* [Passage présenté]

—————

Les origines possibles
Les origines possibles de modèles ayant pu servir à ces copies en bronze sont multiples car il y a bien longtemps que tout d’abord la CMP puis la RATP ont perdu la maîtrise complète des modèles de Guimard. De plus, les informations permettant de retracer l’histoire de la dissémination des éléments anciens sont très fragmentaires.
Les copies de décorateurs
Le travail de Guimard pour le métro de Paris a fasciné un grand nombre de décorateurs œuvrant dans divers domaines. Ils en ont donné des versions parfois fantaisistes mais parfois très fidèles. La plus ancienne de ces opérations de copie est certainement celle à laquelle le peintre Salvador Dalì s’est livré en 1973, avec l’esprit publicitaire dont il était coutumier, en jetant son dévolu sur le portique de l’entourage de la station Arsenal. Il désirait alors réaliser un décor pour son musée de Figueres[6] en Catalogne. Deux candélabres de portique ont effectivement été mis en place de part et d’autre d’une porte dans la cour du musée.
Pilier, étrier, casque et cimier d’entourage découvert au musée Dalì à Figueres. Photo Pierre Mullor.
Rappelons aussi l’existence d’une scénographie installée en 1988 au Musée de l’Aventure Peugeot à Sochaux. Elle comprend deux portiques complets qui sont sans doute authentiques (même si l’un d’entre eux a été raccourci) alors que les treize autres candélabres sont en résine. Il est donc avéré que des moules des portiques et des éléments de balustrade sont disponibles depuis quelques décennies dans le monde des décorateurs.
Portique probablement authentique d’un entourage Guimard au sein d’une scénographie comprenant des copies de candélabre en résine au Musée de l’Aventure Peugeot à Sochaux. Photo André Mignard.
Les vols de pièces sur les entourages des accès de métro
Ce moyen radical de se procurer un ou des éléments anciens a existé de façon certaine mais il nous est impossible de le quantifier. Il ne concerne pratiquement que les écussons et les cartouches qui sont rivetés sur les fers horizontaux des balustrades. En effet, le vol d’éléments scellés sur le socle comme les piliers et les potelets paraît autrement difficile.
Entourage découvert de la station Square Victoria à Montréal, constitué d’éléments anciens, offert par la RATP en 1966. Jusqu’aux transformations et restaurations effectuées en 2003, il manquait un écusson sur la balustrade, volé à une date indéterminée. Photo internet prise en 2001. Droits réservés.
Un coupable désintérêt
Même si le Museum of Modern Art de New York avait marqué son intérêt pour les accès de métro de Guimard dès 1957, jusque dans les années 60 une totale indifférence a prévalu à la CMP puis à la RATP vis-à-vis de ce qui était perçu comme dénué de valeur artistique et financière. En conséquence, la régie recyclait les pièces intactes et se débarrassait d’éléments Guimard cassés auprès de récupérateurs de métaux. Ces derniers qui n’avaient pas obligation de les détruire, ont très bien pu en revendre un certain nombre à des amateurs, même si ceux ci étaient alors en nombre très réduit. À partir des années 70 et plus particulièrement après l’arrêté d’inscription à l’ISMH de 1978, la RATP avait l’obligation de se conformer à la législation des Monument Historiques. Mais sous la pression de collectionneurs et de marchands d’art sans scrupules, des « fuites » se sont produites à tous les échelons.

—————

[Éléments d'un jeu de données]
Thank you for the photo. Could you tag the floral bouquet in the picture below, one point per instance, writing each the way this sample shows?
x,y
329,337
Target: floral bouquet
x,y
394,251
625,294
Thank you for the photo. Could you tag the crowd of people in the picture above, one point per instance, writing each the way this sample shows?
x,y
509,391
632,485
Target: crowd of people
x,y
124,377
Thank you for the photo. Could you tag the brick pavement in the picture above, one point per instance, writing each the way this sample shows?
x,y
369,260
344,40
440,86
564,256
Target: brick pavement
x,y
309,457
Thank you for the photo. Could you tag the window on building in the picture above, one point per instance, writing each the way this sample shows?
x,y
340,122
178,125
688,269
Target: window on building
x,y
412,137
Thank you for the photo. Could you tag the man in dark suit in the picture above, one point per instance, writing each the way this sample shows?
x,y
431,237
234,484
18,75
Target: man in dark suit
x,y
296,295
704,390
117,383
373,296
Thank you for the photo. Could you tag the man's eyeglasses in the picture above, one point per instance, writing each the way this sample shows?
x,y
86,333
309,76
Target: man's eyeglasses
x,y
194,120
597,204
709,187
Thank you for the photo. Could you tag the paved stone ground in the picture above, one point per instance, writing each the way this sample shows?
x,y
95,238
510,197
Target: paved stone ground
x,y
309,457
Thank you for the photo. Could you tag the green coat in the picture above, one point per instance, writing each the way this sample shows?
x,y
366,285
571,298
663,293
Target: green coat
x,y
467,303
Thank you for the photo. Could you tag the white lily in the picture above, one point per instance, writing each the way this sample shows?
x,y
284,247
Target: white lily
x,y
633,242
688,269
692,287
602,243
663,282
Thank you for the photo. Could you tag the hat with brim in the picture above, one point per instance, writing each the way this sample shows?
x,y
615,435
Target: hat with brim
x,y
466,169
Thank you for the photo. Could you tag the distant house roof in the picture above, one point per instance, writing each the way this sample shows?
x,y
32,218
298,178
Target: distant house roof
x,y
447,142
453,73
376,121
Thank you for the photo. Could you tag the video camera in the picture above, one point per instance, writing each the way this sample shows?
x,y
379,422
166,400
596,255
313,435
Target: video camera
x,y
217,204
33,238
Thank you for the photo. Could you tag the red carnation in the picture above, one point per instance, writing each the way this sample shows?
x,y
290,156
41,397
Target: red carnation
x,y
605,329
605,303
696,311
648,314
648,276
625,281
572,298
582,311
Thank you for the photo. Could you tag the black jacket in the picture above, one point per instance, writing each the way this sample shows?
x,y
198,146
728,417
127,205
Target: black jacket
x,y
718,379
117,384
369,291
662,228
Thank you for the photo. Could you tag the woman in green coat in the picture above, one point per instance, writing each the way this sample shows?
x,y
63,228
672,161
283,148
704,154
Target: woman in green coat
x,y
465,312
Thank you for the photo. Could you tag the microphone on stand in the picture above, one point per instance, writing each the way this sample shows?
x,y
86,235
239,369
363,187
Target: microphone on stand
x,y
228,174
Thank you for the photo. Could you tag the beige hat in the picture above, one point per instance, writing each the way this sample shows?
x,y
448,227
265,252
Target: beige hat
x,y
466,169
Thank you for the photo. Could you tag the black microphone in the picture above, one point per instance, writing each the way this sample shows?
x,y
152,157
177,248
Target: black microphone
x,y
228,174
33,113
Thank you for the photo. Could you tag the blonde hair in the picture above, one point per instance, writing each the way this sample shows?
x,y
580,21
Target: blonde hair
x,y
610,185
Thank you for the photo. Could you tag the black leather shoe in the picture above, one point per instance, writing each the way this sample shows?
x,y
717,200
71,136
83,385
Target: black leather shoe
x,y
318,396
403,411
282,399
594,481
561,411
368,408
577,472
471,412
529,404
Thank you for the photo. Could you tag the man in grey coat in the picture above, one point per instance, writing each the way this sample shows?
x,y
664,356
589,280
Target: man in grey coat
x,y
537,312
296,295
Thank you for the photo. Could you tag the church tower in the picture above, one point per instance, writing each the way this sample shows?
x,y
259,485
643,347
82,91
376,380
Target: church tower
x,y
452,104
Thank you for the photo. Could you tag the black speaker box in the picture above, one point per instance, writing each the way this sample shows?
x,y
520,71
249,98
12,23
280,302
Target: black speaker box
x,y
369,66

—————

* [Objectif de l'exercice]
D'après le passage sur les copies des entourages de Guimard, répondez brièvement à ces questions :
1. En quelle année Salvador Dalì a-t-il copié le portique de l'entourage de la station Arsenal ?
2. Combien de candélabres en résine la scénographie du Musée de l'Aventure Peugeot à Sochaux comprend-elle ?
3. Quels éléments sont pratiquement les seuls concernés par les vols sur les entourages ?
Le matériel ne joue aucun rôle dans cet exercice.

* [Résultat attendu]
1. En 1973.
2. Treize.
3. Les écussons et les cartouches rivetés sur les fers horizontaux des balustrades.